#### EXERCISE TASK
Reproduce every line of the records in the stretch from their start through the line that contains "point(855, 207)", requests included, and shift each answer point by adding 84 to both of its coordinates. Keep the format sample points unchanged.

-- begin --

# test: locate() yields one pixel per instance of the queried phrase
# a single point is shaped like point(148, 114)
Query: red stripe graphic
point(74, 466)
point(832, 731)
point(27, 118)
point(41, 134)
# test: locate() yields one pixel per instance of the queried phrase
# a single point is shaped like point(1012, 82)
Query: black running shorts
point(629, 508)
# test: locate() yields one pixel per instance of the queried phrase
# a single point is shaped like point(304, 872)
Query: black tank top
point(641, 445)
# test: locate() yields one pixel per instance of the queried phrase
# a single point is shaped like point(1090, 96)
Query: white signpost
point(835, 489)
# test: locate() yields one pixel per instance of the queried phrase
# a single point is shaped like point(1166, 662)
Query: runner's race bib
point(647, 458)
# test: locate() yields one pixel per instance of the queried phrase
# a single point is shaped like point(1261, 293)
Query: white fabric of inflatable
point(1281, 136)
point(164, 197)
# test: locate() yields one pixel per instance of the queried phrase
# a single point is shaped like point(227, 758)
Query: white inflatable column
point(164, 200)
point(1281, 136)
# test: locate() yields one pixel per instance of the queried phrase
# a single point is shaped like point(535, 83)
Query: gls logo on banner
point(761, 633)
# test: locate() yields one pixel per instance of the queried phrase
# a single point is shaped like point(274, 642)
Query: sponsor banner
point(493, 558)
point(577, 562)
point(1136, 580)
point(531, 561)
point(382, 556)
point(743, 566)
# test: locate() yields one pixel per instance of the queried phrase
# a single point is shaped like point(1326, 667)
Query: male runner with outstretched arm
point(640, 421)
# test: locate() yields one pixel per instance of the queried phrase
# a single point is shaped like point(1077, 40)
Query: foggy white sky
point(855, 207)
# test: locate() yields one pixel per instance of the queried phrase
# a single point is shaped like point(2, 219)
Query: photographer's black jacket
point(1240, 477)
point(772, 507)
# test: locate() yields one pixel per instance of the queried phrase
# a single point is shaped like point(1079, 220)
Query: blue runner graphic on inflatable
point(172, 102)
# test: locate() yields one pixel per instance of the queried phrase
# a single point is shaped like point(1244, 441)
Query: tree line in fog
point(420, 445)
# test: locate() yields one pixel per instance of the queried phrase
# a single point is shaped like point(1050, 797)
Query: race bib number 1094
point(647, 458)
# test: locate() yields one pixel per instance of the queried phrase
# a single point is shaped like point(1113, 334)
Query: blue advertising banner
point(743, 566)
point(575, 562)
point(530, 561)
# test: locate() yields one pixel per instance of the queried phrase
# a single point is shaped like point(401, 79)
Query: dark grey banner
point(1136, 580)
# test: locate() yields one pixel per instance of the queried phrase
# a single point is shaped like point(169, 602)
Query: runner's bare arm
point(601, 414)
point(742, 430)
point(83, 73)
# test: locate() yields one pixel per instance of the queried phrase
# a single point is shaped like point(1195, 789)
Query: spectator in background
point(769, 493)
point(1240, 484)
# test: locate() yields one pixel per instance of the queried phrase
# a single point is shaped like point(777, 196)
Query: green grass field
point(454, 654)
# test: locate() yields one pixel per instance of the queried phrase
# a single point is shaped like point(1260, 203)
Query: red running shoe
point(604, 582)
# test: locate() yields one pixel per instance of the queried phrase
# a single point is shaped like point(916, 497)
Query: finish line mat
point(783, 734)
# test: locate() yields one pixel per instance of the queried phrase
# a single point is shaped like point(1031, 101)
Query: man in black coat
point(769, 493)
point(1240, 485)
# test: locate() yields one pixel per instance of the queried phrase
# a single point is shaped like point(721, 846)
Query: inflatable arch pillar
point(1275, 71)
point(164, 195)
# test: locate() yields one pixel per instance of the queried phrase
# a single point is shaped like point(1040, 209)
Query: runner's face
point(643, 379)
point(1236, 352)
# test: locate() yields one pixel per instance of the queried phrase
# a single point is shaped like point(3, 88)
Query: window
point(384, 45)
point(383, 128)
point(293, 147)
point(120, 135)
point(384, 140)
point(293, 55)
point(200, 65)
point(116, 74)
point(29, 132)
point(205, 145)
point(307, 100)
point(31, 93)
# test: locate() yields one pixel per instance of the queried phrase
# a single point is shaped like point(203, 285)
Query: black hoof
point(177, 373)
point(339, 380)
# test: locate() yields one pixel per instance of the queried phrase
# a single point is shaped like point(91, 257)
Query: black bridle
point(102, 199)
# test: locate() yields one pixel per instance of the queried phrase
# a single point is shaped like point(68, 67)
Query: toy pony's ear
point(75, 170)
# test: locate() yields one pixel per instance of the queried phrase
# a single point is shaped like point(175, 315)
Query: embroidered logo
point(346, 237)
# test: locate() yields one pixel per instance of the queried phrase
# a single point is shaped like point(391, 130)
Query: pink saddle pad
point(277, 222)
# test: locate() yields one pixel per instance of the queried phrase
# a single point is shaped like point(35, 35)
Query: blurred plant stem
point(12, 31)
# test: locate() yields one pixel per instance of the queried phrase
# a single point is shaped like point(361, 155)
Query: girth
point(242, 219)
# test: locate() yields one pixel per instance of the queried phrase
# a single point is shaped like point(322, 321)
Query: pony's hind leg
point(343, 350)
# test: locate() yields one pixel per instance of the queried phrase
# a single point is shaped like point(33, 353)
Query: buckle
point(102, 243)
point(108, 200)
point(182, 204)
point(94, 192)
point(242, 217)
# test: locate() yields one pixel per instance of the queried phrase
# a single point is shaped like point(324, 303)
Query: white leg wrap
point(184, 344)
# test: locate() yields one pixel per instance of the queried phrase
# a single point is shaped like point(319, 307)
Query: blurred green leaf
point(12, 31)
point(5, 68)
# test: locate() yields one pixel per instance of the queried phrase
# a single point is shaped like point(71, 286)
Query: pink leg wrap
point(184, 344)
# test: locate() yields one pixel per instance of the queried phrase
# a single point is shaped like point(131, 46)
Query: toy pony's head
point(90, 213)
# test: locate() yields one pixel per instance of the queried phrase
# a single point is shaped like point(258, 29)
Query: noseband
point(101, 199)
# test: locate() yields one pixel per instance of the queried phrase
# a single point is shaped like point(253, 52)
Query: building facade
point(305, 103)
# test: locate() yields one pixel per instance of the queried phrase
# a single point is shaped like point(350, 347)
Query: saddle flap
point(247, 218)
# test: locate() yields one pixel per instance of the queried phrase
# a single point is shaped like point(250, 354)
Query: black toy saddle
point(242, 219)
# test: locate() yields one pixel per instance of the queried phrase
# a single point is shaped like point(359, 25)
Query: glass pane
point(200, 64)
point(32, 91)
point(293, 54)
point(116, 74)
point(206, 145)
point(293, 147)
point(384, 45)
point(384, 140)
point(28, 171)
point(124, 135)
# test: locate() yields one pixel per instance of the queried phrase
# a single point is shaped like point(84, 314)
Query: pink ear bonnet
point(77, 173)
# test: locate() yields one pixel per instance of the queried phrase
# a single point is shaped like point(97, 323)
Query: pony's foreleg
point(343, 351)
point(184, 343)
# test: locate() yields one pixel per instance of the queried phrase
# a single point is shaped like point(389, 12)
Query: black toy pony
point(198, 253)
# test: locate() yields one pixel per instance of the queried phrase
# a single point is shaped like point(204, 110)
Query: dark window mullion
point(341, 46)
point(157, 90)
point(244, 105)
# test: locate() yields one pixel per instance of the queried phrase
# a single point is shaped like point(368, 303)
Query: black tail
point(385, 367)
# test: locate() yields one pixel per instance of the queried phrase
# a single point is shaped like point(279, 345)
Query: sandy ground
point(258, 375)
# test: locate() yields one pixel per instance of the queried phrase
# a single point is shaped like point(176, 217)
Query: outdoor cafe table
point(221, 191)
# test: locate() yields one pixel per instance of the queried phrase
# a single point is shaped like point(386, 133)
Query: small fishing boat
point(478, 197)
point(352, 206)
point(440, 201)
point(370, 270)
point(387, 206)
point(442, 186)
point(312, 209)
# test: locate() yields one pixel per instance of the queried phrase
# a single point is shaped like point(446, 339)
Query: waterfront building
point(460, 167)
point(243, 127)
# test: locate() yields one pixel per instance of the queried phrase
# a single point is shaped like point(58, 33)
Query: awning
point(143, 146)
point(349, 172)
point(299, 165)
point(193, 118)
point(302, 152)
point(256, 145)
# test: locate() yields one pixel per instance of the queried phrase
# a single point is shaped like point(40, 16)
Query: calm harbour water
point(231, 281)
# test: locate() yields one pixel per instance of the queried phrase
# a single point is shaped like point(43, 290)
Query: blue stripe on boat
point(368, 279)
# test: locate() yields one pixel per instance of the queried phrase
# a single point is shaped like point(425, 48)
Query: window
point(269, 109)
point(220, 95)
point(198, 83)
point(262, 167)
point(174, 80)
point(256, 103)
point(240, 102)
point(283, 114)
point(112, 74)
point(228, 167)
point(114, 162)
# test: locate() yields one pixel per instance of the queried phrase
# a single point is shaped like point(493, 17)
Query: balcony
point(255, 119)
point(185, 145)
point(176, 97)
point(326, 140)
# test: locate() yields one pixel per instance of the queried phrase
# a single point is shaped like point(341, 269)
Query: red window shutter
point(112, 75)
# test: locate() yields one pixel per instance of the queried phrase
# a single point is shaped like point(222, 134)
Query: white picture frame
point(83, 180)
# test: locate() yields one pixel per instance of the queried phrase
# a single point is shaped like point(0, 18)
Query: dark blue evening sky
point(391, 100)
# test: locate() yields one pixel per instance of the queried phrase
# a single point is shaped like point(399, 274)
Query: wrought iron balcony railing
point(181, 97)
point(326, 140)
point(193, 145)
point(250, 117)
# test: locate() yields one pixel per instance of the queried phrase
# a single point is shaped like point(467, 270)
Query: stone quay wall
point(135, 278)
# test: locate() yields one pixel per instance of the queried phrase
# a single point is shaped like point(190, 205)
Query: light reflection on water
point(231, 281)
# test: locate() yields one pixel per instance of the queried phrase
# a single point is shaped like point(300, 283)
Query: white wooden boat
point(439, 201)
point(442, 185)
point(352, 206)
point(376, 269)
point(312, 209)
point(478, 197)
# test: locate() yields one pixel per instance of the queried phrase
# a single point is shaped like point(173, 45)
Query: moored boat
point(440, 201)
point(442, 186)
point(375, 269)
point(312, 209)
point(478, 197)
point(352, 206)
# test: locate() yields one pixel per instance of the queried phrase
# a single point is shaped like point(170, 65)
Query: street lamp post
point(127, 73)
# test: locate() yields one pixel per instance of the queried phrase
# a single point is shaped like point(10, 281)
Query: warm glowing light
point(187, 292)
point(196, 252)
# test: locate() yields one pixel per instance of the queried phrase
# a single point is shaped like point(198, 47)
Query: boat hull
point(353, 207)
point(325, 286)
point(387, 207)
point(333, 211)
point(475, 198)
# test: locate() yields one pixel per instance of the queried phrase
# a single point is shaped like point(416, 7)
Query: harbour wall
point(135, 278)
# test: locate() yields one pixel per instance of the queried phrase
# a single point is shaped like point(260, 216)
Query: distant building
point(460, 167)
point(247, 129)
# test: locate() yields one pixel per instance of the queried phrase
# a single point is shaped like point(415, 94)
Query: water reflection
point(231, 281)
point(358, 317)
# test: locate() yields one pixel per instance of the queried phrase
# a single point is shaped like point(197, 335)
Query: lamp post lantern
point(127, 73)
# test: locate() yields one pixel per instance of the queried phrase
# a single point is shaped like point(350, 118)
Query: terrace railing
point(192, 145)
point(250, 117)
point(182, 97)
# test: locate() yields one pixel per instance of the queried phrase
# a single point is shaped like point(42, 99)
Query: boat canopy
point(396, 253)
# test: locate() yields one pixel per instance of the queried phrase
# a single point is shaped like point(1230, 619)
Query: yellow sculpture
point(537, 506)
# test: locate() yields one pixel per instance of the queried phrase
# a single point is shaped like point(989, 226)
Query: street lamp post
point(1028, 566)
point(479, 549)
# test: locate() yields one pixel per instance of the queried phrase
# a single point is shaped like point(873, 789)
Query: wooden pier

-- end --

#### SOLUTION TO THIS TASK
# test: locate() yields one pixel per instance of the queried phrase
# a single point is shaped like point(148, 114)
Query: red stripe graphic
point(158, 550)
point(916, 815)
point(111, 202)
point(125, 218)
# test: locate() yields one pixel per instance of the queried phrase
# a single point is shaped like point(1012, 82)
Query: black running shorts
point(713, 592)
# test: locate() yields one pixel per instance of the queried phrase
# a single point is shaped like point(304, 872)
Query: black tank top
point(725, 529)
# test: locate() yields one pixel per instance of the queried phrase
# a single point is shaped like point(1090, 96)
Query: white signpost
point(919, 573)
# test: locate() yields one pixel per instance of the queried phrase
# a single point is shaped like point(1166, 662)
Query: runner's race bib
point(731, 542)
# test: locate() yields one pixel per instance of the queried phrase
# a single point is shaped like point(1261, 293)
Query: white fabric of inflatable
point(1365, 220)
point(248, 281)
# test: locate() yields one pixel per instance of the queried phrase
# a single point is shaped like point(227, 758)
Query: white inflatable column
point(248, 284)
point(1365, 220)
# test: locate() yields one pixel per instance of the queried phrase
# a single point is shaped like point(535, 83)
Query: gls logo on banner
point(845, 717)
# test: locate() yields one pixel per instance of the queried phrase
# a single point is shaped like point(274, 642)
Query: sponsor banner
point(577, 642)
point(661, 646)
point(1220, 664)
point(615, 645)
point(466, 640)
point(827, 650)
# test: locate() yields one pixel per instance of the queried phrase
# a single point is shaped like point(1326, 667)
Query: male runner with outstretched arm
point(724, 505)
# test: locate() yields one pixel per instance of the queried phrase
# a single point is shaped like point(1077, 40)
Query: foggy white sky
point(939, 291)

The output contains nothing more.